■ **DESCRIPTION OF THE TASK**
Reproduce the following entries exactly, leaving nothing out.

(Data entries)
↓

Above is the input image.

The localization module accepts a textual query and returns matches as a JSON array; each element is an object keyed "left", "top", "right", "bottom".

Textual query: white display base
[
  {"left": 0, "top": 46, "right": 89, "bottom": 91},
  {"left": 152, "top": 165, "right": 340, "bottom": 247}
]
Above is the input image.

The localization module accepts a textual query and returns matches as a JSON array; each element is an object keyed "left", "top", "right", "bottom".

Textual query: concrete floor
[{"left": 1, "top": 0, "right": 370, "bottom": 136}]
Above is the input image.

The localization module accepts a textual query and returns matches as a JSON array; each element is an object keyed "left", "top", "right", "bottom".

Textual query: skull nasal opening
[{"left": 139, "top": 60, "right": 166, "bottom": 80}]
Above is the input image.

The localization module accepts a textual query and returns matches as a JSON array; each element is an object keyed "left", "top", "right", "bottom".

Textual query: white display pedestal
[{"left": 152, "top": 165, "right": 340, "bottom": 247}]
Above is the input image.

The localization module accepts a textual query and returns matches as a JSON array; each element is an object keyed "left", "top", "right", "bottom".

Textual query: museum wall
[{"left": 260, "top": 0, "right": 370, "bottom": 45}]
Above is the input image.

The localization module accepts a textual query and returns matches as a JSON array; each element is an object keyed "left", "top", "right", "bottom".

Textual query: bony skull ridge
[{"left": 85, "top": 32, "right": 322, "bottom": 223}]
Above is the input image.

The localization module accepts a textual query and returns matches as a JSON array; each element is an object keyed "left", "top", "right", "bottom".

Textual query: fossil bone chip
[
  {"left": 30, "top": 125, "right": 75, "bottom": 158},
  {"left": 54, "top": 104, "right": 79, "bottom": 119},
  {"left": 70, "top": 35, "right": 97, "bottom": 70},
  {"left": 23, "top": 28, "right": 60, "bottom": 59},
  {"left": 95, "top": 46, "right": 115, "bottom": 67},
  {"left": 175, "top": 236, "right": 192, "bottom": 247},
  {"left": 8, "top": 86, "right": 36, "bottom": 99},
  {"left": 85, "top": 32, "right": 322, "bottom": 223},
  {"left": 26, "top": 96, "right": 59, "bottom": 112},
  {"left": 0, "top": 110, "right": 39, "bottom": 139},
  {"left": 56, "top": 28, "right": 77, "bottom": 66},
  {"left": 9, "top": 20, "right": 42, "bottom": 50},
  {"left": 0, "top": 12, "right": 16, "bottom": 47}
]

↑

■ **RESULT FOR THIS EXERCISE**
Above is the input image.

The localization module accepts a textual query and returns matches as a JSON array; each element is an object keyed "left", "top", "right", "bottom".

Textual query: white display base
[
  {"left": 0, "top": 46, "right": 89, "bottom": 91},
  {"left": 152, "top": 165, "right": 340, "bottom": 247}
]
Above is the input image.

The localization module accepts a textual query and returns matches as a JSON array; each element is an object keyed "left", "top", "right", "bottom".

Textual query: concrete floor
[{"left": 1, "top": 0, "right": 370, "bottom": 136}]
Above is the input image.

The localization module accepts a textual query and returns matches as a JSON array; each element is an object keyed "left", "top", "right", "bottom".

Textual query: skull nasal opening
[{"left": 139, "top": 60, "right": 166, "bottom": 80}]
Above is the input image.

The localization module accepts a textual query and returns matches as a JSON array; each element is an object keyed "left", "top", "right", "bottom".

Textual query: white display pedestal
[{"left": 152, "top": 165, "right": 340, "bottom": 247}]
Above is the input image.

The localization module accepts a textual query and returns matches as a JSON array; each element is an object keyed "left", "top", "right", "bottom".

Textual query: museum wall
[{"left": 260, "top": 0, "right": 370, "bottom": 45}]
Above is the input image.

The localization module accepts a textual query and returns matches as a JSON array; each element is an object keyed "left", "top", "right", "bottom".

Textual query: bony skull ridge
[{"left": 85, "top": 32, "right": 322, "bottom": 223}]
Above is the input image.

The localization module accepts a textual query and returns matches as a JSON array; each element is an object keyed "left", "top", "right", "bottom".

Textual query: fossil bone chip
[
  {"left": 30, "top": 125, "right": 75, "bottom": 158},
  {"left": 54, "top": 104, "right": 79, "bottom": 119},
  {"left": 70, "top": 35, "right": 97, "bottom": 70},
  {"left": 23, "top": 28, "right": 60, "bottom": 59},
  {"left": 95, "top": 46, "right": 115, "bottom": 67},
  {"left": 175, "top": 236, "right": 192, "bottom": 247},
  {"left": 8, "top": 86, "right": 36, "bottom": 99},
  {"left": 85, "top": 32, "right": 322, "bottom": 223},
  {"left": 26, "top": 96, "right": 59, "bottom": 112},
  {"left": 0, "top": 110, "right": 39, "bottom": 139},
  {"left": 56, "top": 28, "right": 77, "bottom": 66},
  {"left": 9, "top": 20, "right": 42, "bottom": 50},
  {"left": 0, "top": 12, "right": 16, "bottom": 47}
]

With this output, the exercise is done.